SUPPLIED TEXT:
++++

What stores take 30% lifetime subscription royalties for products sold on their shelves?
Can you imagine if Best Buy required Apple to add "Best Buy Payments" to MacOS so that Best Buy could collect a 30% fee on top of any services subscription that Apple sells to that MacBook user? All for the privilege of selling their products through the BB stores.
Apple isn't marking up a product for resale in it's retail environments. It is, in many cases, forcing its developers (who provide their valuable products to Apple for free, after paying Apple an annual fee) to completely rearrange their business models in order for Apple to collect a huge portion of their revenues, entirely on their terms.
It doesn’t matter. These are the terms of the store. If Walmart makes clear an expectation that you have to have an office in Arkansas in order to sell an item in their store, then you shouldn’t be surprised when your item is rejected from their store if you don’t build that office. There’s no expectation that you’d have free placement, certainly.
As for your Best Buy example, Best Buy can make that demand, but Best Buy would lose more from not having Apple’s products than Apple would from not being placed on Best Buy’s shelves.
I agree completely - Apple can have whatever terms it wants within the bounds of the law. And app developers have every right to complain about those terms, loudly and in a sustained fashion, if they wish.
The second part there is what a lot of people seem to have difficulty accepting.
Companies have certainly complained, loudly and in a sustained fashion, about dealing with certain brick-and-mortar stores over the years.
(Apple is in a frustratingly unique position compared to Walmart, Target, Best Buy, et. al., of course, in that the App Store is the way to get applications onto iPhones.)

++++

[Extracted records]
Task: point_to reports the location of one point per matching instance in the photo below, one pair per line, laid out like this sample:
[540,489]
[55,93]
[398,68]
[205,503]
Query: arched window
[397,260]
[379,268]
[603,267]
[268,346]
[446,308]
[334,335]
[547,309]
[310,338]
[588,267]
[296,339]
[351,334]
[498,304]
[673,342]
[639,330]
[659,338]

++++

WHAT YOU NEED TO DO:
**A.** In the discussion of App Store terms, what do developers pay Apple before providing their products to it?
**B.** Reproduce verbatim the stretch of the App Store discussion from "I agree completely" through "over the years.".

ANSWERS FOR THIS EXERCISE:
**A.** They pay Apple an annual fee.

**B.**
I agree completely - Apple can have whatever terms it wants within the bounds of the law. And app developers have every right to complain about those terms, loudly and in a sustained fashion, if they wish.
The second part there is what a lot of people seem to have difficulty accepting.
Companies have certainly complained, loudly and in a sustained fashion, about dealing with certain brick-and-mortar stores over the years.